> [Given data]

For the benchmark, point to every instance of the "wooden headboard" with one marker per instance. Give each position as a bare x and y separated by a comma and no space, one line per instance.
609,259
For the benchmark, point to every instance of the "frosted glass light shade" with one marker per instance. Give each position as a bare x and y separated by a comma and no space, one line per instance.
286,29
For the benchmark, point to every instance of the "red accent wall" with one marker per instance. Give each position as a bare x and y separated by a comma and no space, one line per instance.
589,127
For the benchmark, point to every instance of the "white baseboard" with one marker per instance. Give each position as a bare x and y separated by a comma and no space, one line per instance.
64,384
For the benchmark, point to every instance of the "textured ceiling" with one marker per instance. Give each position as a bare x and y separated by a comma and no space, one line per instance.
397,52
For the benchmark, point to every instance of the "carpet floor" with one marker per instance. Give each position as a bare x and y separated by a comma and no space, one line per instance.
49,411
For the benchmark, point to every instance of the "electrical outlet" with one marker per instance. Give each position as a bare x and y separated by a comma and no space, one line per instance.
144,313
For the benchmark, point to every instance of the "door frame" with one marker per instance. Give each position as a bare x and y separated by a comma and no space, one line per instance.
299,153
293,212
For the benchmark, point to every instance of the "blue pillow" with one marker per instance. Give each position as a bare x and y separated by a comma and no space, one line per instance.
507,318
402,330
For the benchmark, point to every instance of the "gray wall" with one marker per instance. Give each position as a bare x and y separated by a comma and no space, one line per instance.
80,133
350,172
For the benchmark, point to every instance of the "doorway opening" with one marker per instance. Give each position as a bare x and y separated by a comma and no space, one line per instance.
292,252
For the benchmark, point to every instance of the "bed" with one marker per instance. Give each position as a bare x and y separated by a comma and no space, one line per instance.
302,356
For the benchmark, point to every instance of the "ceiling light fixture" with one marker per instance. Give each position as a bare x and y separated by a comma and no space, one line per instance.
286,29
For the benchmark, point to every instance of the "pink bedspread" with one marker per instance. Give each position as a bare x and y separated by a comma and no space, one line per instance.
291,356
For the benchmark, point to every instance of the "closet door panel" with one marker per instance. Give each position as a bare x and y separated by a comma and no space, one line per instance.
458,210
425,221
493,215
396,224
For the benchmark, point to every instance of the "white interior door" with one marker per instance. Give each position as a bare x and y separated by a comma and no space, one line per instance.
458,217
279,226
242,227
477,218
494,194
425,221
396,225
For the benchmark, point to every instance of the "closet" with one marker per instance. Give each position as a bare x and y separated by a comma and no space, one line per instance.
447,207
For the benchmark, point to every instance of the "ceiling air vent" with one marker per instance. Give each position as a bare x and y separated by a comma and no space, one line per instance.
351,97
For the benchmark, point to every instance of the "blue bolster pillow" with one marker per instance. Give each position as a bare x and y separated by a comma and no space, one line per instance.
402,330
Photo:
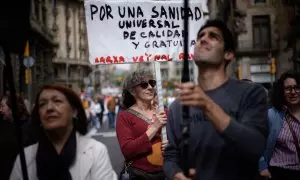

> [Challenge]
Return each line of the items above in which the word "blue" occurs.

> [Finished task]
For the benchmark, point to every instance of the "blue pillow" with one marker per instance. Give each position as a bare x and y separated by a comma and no space, one line per instance.
For the benchmark, point to every instance of the "blue bolster pillow" with one marker per instance. Give each position as a bare x and y separated by a comma and no space, one line per instance.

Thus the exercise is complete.